SOURCE INFORMATION:
=-=-=
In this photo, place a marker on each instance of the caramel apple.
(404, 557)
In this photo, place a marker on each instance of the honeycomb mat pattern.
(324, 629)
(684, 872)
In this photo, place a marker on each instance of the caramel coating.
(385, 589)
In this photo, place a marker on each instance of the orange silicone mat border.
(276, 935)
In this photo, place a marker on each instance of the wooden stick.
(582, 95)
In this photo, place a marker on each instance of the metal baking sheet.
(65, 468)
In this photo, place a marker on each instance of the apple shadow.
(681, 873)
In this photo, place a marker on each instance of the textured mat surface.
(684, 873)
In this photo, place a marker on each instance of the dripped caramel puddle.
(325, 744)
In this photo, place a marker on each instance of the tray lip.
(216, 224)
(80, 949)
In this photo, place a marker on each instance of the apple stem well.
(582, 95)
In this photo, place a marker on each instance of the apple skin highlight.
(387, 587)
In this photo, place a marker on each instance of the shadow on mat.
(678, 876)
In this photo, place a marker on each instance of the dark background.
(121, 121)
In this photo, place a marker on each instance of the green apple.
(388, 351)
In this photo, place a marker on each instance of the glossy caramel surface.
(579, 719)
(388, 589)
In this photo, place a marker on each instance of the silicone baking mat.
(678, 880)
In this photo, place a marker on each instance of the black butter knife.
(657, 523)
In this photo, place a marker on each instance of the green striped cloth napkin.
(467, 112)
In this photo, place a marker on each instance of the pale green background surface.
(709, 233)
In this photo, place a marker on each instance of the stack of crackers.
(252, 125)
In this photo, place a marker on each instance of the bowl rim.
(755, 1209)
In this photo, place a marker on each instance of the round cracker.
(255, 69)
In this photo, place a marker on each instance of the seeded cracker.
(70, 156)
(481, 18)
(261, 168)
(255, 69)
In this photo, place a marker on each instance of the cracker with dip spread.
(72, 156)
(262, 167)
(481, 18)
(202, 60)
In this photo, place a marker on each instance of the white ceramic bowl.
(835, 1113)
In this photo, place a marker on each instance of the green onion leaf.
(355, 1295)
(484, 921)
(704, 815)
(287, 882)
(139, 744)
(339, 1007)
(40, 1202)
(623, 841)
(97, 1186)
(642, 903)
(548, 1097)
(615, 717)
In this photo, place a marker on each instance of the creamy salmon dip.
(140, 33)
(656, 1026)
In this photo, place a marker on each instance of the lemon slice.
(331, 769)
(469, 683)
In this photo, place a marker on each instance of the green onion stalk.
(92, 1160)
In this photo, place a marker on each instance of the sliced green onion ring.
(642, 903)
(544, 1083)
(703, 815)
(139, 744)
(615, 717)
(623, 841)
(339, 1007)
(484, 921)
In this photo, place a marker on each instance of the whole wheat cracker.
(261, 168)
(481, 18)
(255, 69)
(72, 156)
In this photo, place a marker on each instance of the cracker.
=-=-=
WHAT THE TASK ASKS: Write out all the material exactly.

WRITTEN REPLY:
In this photo, place a marker on each instance of the caramel apple.
(404, 557)
In this photo, place a marker on each instance of the honeycomb mat pattern.
(324, 629)
(684, 872)
In this photo, place a marker on each instance of the caramel coating.
(385, 589)
In this photo, place a marker on each instance of the orange silicone mat border.
(276, 935)
In this photo, place a marker on each instance of the wooden stick.
(582, 95)
In this photo, place a marker on each instance of the metal baking sheet.
(65, 468)
In this photo, place a marker on each instance of the apple shadow.
(681, 873)
In this photo, place a marker on each instance of the textured mat surface.
(684, 873)
In this photo, place a marker on each instance of the dripped caramel puddle.
(325, 744)
In this photo, place a marker on each instance of the tray lip.
(216, 224)
(80, 949)
In this photo, place a marker on each instance of the apple stem well.
(582, 95)
In this photo, place a marker on each instance of the apple skin highlight.
(387, 587)
In this photo, place a marker on each instance of the shadow on mat.
(678, 876)
In this photo, place a marker on each instance of the dark background.
(121, 121)
In this photo, place a marker on each instance of the green apple.
(388, 351)
In this photo, place a marker on each instance of the glossy caramel surface.
(579, 719)
(388, 589)
In this photo, place a marker on each instance of the silicone baking mat.
(678, 880)
In this photo, place a marker on each instance of the black butter knife.
(657, 523)
In this photo, place a marker on each instance of the green striped cloth napkin.
(467, 112)
In this photo, place a marker on each instance of the pale green background surface.
(709, 233)
In this photo, place a marker on each instance of the stack of crackers.
(252, 125)
In this photo, place a marker on each instance of the bowl rim.
(755, 1209)
In this photo, place a marker on each instance of the round cracker.
(255, 69)
In this photo, place a marker on each instance of the seeded cracker.
(70, 156)
(481, 18)
(261, 168)
(255, 69)
In this photo, place a marker on each instance of the cracker with dip spread.
(72, 156)
(262, 167)
(481, 18)
(202, 60)
In this photo, place a marker on each instance of the white ceramic bowl.
(835, 1113)
In this photo, place a marker on each instance of the green onion leaf.
(355, 1295)
(484, 921)
(704, 815)
(287, 882)
(139, 744)
(339, 1007)
(40, 1202)
(623, 841)
(97, 1186)
(642, 903)
(548, 1097)
(615, 717)
In this photo, place a marker on each instance of the creamy salmon dip.
(140, 33)
(656, 1026)
In this photo, place a marker on each instance of the lemon slice.
(331, 769)
(469, 683)
In this photo, place a marker on each instance of the green onion stalk.
(92, 1160)
In this photo, place a marker on each instance of the sliced green onion ring.
(642, 903)
(544, 1083)
(703, 815)
(139, 744)
(615, 717)
(623, 841)
(339, 1007)
(484, 921)
In this photo, place a marker on each instance of the whole wheat cracker.
(261, 168)
(481, 18)
(255, 69)
(72, 156)
In this photo, place a marker on each instance of the cracker.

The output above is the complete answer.